Merger brings changes for Humane Society

OCEANSIDE — The January merger of the Oceanside North County Humane Society and SPCA and the San Diego Humane Society and SPCA has elicited both kudos and questions.
The merger renames the Oceanside facility the San Diego Humane Society and SPCA North Campus and allows the site that serves Oceanside and Vista to access specialized veterinarian treatment and extra space to house animals at the San Diego Gaines Street and Sherman Street campuses.
“Technically we have more resources, staff and equipment,” Elkie Wills, communications coordinator for the North Campus, said.
The San Diego Humane Society runs on a $14 million budget with 85 percent of the budget used for animal care, pet owner education, medical care, animal training, and pet and owner matchmaking, Laura Maloney, senior vice president of strategic initiatives and communication for the San Diego Humane Society, said.
While the additional resources are welcome, the merger has also brought up questions about operational practices that had 45 animals that had been OK’d for adoption prior to the merger transferred from Oceanside to San Diego for re-evaluation and five of them were euthanized.
Elaine Godzak worked as a volunteer for the North County Humane Society for nine years, but resigned in February after the merger. “The policies seemed to change radically,” Godzak said.
Godzak said she felt procedures to assess, treat and place dogs in suitable homes were working fine at the North Campus prior to the merger. “Then dogs available for adoption were taken to the San Diego Humane Society and never seen again,” Godzak said. “An inordinate number of animals were found unfit for adoption.”
The San Diego Humane Society and former North County Humane Society use the same medical and behavior assessments for animals, but the evaluation results that found five retested dogs unfit for adoption caused Godzak and other volunteers concern.
Shelter animals are given a medical examination to determine health risks and weigh if medical conditions are reasonably treatable. “Our medical intervention is high,” Maloney said. The Oceanside site has service agreements with local veterinarians and the San Diego Gaines Street site houses a full medical suite with surgery and X-ray facilities. “We have four veterinarians (on site) and do everything we can,” Maloney said.
Animals are also given behavior assessments that evaluate their interaction with strangers, and dogs are given prey response tests that gauge their friendliness toward cats. “Our goal is to find homes for them,” Maloney said.
The behavior assessments give a picture of an animal’s personality in real-life scenarios, Candice Eley, a spokesperson for the San Diego Humane Society, said. “What do they do if food is taken away?” Eley said. “What if a stranger comes into room? What type of home would be best for that dog or cat? We never want to adopt out a pet that threatens a member of the public or itself.”
Maloney said out of the 45 animals from the Oceanside site that were re-evaluated, five dogs were euthanized because of concerns for the community. Behavior assessment proved the dogs to be a potential danger to people or a significant danger to animals.

Material shown |

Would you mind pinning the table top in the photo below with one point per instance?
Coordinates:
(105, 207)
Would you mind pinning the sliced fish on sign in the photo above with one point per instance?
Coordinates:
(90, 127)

Work task 1 |
Translate this sentence from the article on the Humane Society merger into Spanish: "Animals are also given behavior assessments that evaluate their interaction with strangers, and dogs are given prey response tests that gauge their friendliness toward cats."
Work task 2 |
Pick up the article on the Humane Society merger after its final sentence and continue it.
The listing comes from a separate source.

Response area 1 |
A los animales también se les realizan evaluaciones de comportamiento que valoran su interacción con desconocidos, y a los perros se les hacen pruebas de respuesta de presa que miden su cordialidad hacia los gatos.

Response area 2 |
“The process is not taken lightly,” Maloney said. Four trained specialists need to reach consensus and sign off that the animal is unfit to be released to the community. The behavior, health and age of the animal are considered in the evaluation. “We are focused on saving and re-homing animals,” Maloney said. “Sometimes we need to make tough choices. No one wants to see animals put down. Our goal is to end euthanizing animals here.”
The merger presents some new challenges. It is the first time the San Diego Humane Society has worked with strays. The animal population at the Oceanside site is a mix of owner surrenders and strays, while the San Diego campuses have owner-surrendered animals only.
Stray animals arrive at the Oceanside site with no reference to their history. It is unknown how long the stray animals have roamed without a home and if they have any training. “We don’t know anything about their background,” Maloney said.
The fact that animals are strays raises more questions about them, but does not determine their adoptability. “It’s not a black and white issue,” said Dan DeSousa, lieutenant deputy for San Diego County Animal Services, which works with strays and owner relinquished animals. “There are very good dogs and aggressive dogs that are surrendered and very good dogs and aggressive dogs that are out on the streets. It depends on the dog and the training it has received, if any.”
During the transition phase of the merger community events and training previously held at the Oceanside site are on hold. “We’re one organization now,” Wills said. “The North Campus will benefit from the Fur Ball, Walk for Animals, and telethon (events held in San Diego). During the transition and planning phase we will determine what we can do in North County. We should begin training and programs here in six months.”
Currently Oceanside and Vista residents can participate in events and training programs held at the San Diego sites.